**Texte fourni**

—————

Qu'avez-vous appris, par votre expérience, qui pourrait aider les enseignants à mieux appréhender la réalité de ces enfants et les guider dans leur travail d'accompagnement de ceux-ci ?  
Je défends l’hypothèse que la prise en compte formelle de la difficulté scolaire est une impasse. L’enfant en difficulté, dans le contexte d’une classe, pourra encore plus difficilement la dépasser s’il est reconnu comme tel devant ses pairs. De récentes recherches sur le cerveau (cfr. le film documentaire d’Erika Fehse « Apprendre, un curieux phénomène », 2005) ont montré que l’activité cérébrale en situation de stress est réduite de 50 % et que, prolongée, elle modifie la structure du cerveau. Je pense donc au contraire que, plutôt que de s’intéresser à la difficulté une fois qu’elle se manifeste parfois de manière rédhibitoire, les adultes responsables d’enfants ou de jeunes devraient développer des fonctionnements plus larges, adaptés à tous, quels que soient leurs profils.
En lieu et place de systèmes uniformes où chacun réalise en même temps et de la même façon des activités identiques, engageons-nous dans le développement de structures pédagogiques coopératives où chaque enfant a un travail qui lui correspond, peut à tout moment solliciter de l’aide auprès d’un camarade ou d’un adulte, peut à son tour en apporter selon ses domaines de compétences, le tout sans qu’il n’y ait la moindre pression de compétition entre les performances réalisées. En même temps, réfléchissons à des systèmes d’évaluations qui valorisent les efforts et valident les réussites sans médiatiser les échecs, sans créer des classements. Nous obtiendrons alors des classes et des écoles où les élèves ne perdront pas du temps à s’ennuyer, où les plus compétents continueront à progresser et où ceux qui sont moins aisés ne seront pas stigmatisés dans leurs lacunes et pourront ainsi profiter pleinement du temps scolaire pour apprendre.
 
Pouvez-vous témoigner d'une réussite dans votre travail d'accompagnement d'enfants en difficulté ?
Plusieurs exemples me viennent à l’esprit, mais le plus frappant est celui de Myriam, arrivée dans ma classe multiâge à 8 ans après que ses parents se soient bien inquiétés pour elle en raison de son incapacité à lire et à écrire. Elle provenait d’une école “libre” (à pédagogie non interventionniste) où il était possible de choisir ses activités mais sans exigence pour les réaliser. Au sein de notre classe, elle a donc intégré le groupe de lecture, surtout composé d’enfants plus jeunes qu’elle. Puisque la structure hétérogène du groupe ne focalisait pas des niveaux d’acquisition en fonction de l’âge, elle a pu sans honte s’engager dans le travail combinatoire de la lecture et de l’écriture pour, au bout d’une année, combler son retard et progressivement devenir l’une des élèves les plus compétentes de l’école. Mon travail d’enseignant a d’abord été d’éviter de stigmatiser chez elle les manques et les erreurs, de lui permettre d’acquérir les codes du fonctionnement coopératif de la classe de manière à ce qu’elle devienne le plus rapidement autonome dans son travail, qu’elle connaisse précisément la nature des activités à conduire et quoi faire devant un problème qu’elle n’arrivait pas à résoudre seule. Il a ensuite suffi de l’accompagner dans ses apprentissages, la plupart du temps en m’assurant qu’elle n’était pas bloquée par une tâche trop complexe, m’efforçant de répondre aux questions qu’elle venait me poser plutôt que de la soumettre à des questions qu’elle ne se posait pas encore.

—————

**Extraits des lignes**
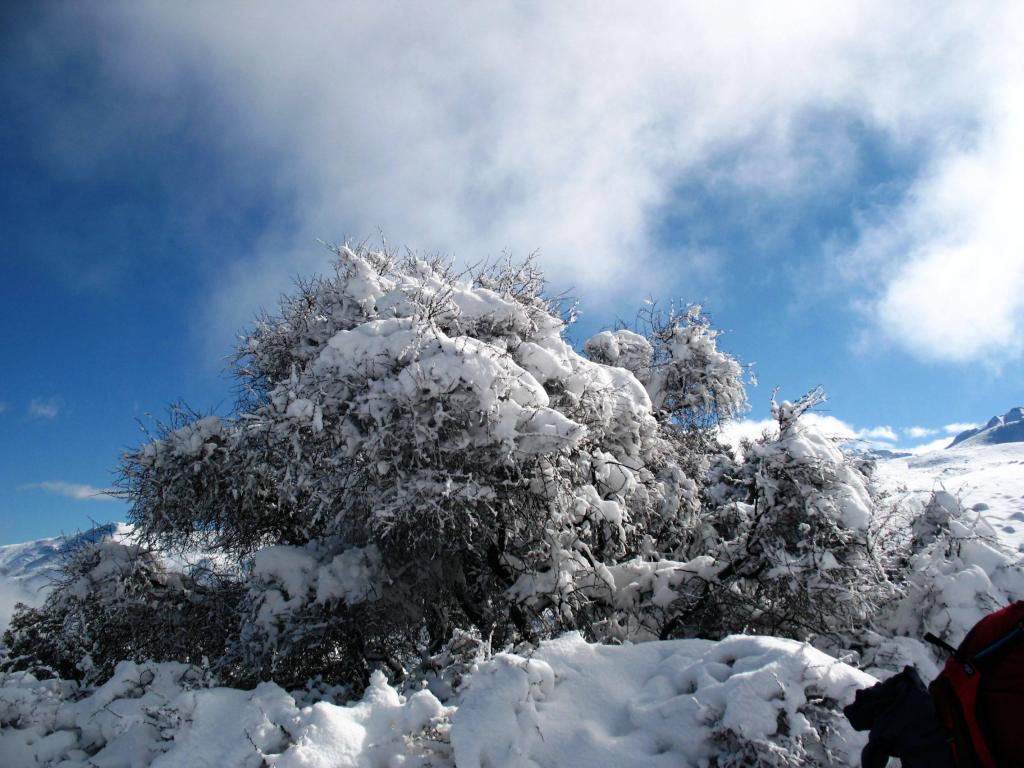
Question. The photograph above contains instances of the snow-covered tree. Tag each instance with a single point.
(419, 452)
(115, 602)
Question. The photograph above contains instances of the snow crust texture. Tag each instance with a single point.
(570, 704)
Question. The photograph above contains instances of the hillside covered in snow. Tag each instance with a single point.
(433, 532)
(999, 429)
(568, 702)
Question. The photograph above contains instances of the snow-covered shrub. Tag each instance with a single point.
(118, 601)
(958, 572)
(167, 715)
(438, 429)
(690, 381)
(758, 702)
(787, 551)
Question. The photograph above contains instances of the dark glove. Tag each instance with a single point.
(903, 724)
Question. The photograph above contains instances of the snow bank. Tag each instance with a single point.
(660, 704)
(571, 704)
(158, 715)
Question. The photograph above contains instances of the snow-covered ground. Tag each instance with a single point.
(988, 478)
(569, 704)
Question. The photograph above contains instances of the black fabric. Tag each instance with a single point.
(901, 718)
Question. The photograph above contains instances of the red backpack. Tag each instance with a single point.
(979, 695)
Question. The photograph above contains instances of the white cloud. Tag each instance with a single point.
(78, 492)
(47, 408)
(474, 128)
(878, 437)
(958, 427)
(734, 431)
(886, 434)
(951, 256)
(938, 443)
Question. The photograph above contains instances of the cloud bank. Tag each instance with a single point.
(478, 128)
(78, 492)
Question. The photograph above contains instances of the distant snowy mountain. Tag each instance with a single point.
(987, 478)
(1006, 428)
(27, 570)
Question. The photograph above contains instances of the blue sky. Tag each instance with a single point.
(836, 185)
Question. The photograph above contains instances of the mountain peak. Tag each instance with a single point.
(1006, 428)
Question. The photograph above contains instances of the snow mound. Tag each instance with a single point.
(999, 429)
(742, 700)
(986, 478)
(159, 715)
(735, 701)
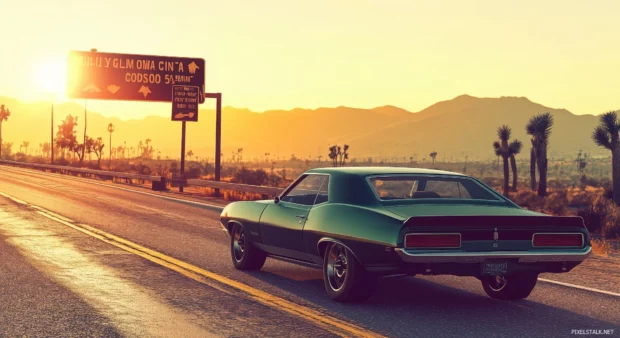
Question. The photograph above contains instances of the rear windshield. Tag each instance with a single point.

—————

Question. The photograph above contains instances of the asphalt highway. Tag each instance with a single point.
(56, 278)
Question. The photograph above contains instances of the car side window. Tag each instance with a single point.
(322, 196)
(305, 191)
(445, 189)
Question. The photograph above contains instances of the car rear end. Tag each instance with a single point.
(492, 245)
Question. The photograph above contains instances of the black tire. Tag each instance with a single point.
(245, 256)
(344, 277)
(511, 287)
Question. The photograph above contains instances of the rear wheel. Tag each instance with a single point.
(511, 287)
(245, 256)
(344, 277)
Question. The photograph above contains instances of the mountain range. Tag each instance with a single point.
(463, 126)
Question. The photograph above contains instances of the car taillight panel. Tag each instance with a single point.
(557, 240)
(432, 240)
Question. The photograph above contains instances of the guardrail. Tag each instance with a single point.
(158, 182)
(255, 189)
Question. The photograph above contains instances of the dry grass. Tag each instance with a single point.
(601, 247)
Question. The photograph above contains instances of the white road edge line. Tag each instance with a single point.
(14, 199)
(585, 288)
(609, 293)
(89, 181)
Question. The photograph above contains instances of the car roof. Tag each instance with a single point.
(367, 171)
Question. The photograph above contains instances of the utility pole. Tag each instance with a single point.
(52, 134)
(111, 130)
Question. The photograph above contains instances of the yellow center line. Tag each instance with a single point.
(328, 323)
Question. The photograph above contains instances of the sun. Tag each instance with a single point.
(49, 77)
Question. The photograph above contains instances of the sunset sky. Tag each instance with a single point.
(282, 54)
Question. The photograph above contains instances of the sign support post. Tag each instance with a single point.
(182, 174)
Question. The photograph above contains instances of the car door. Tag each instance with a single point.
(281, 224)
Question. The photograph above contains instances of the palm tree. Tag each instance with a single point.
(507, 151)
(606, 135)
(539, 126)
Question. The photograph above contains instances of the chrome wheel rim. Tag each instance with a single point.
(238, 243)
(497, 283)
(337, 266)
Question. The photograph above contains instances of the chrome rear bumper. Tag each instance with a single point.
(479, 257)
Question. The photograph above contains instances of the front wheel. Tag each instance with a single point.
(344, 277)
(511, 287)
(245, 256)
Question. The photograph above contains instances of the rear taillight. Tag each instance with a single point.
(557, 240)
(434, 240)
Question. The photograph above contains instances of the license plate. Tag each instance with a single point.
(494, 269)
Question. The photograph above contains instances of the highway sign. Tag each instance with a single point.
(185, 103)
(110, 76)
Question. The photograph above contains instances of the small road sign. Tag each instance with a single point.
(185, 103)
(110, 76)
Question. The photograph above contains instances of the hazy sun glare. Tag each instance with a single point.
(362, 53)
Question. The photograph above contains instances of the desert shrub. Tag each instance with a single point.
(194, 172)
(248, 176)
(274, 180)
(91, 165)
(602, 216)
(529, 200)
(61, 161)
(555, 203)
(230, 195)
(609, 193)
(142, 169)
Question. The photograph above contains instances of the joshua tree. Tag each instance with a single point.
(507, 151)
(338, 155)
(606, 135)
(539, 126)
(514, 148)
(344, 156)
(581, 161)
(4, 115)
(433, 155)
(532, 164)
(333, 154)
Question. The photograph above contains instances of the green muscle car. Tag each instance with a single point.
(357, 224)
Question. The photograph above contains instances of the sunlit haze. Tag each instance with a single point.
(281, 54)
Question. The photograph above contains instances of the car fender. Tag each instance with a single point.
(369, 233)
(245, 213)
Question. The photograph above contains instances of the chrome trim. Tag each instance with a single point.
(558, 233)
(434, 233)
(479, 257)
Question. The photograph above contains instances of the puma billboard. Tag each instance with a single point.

—————

**Travail à faire**
**a.** Relevez chaque ligne qui contient la chaîne « highway », en tenant compte des majuscules et des minuscules.
**b.** Donnez la suite du texte sur l'accompagnement des enfants en difficulté scolaire, en partant de sa dernière phrase.

**Ensemble des réponses**
**a.**
Question. The photograph above contains instances of the asphalt highway. Tag each instance with a single point.
Question. The photograph above contains instances of the highway sign. Tag each instance with a single point.

**b.**
 
Si vous pouviez disposer d'une baguette magique pour changer une seule chose dans l'école, que changeriez-vous ?
Sans aucun doute, ce serait la formation des enseignants. Je travaillerais dans le sens de former à des pratiques professionnelles autres que celles favorisant la reproduction sociale. Elles modifieraient réellement l’image que l’on peut se faire du métier et feraient de ce que l’on a vécu en tant qu’élèves un exemple parmi d’autres, pas forcément le plus accessible. Elles aborderaient la problématique des apprentissages des élèves avant celle de l’acte d’enseigner. Elles autoriseraient les enseignants à prendre des initiatives, parce qu’à chaque contexte et à chaque personne correspond sa pédagogie. Elles mettraient en avant les plus récentes recherches en éducation qui nous éclairent quant au fonctionnement du cerveau, plus largement au fonctionnement de l’humain. Elles apporteraient la maîtrise d’outils spécifiques qui font de la classe un espace serein et assurent à chaque enfant un travail qui lui correspond et fait du groupe une fabuleuse ressource pour s’enrichir, par exemple le plan de travail. Elles apprendraient l’importance du travail en équipe et toutes les chances que l’on a de pouvoir compter sur un groupe de collègues qui nous soutiennent quand c’est difficile et contribuent à la recherche commune d’organisations qui aident au mieux les enfants que l’on accueille. Elles souligneraient l’importance du partenariat que l’on doit entretenir avec les familles de ces enfants, afin qu’il n’y ait pas de distinction entre l’élève qui vient à l’école et l’enfant que les parents connaissent.
 
Si vous n'aviez qu'un seul conseil à donner aux enseignants confrontés à l'accompagnement au quotidien d'enfants en difficulté à l'école, que leur diriez-vous ?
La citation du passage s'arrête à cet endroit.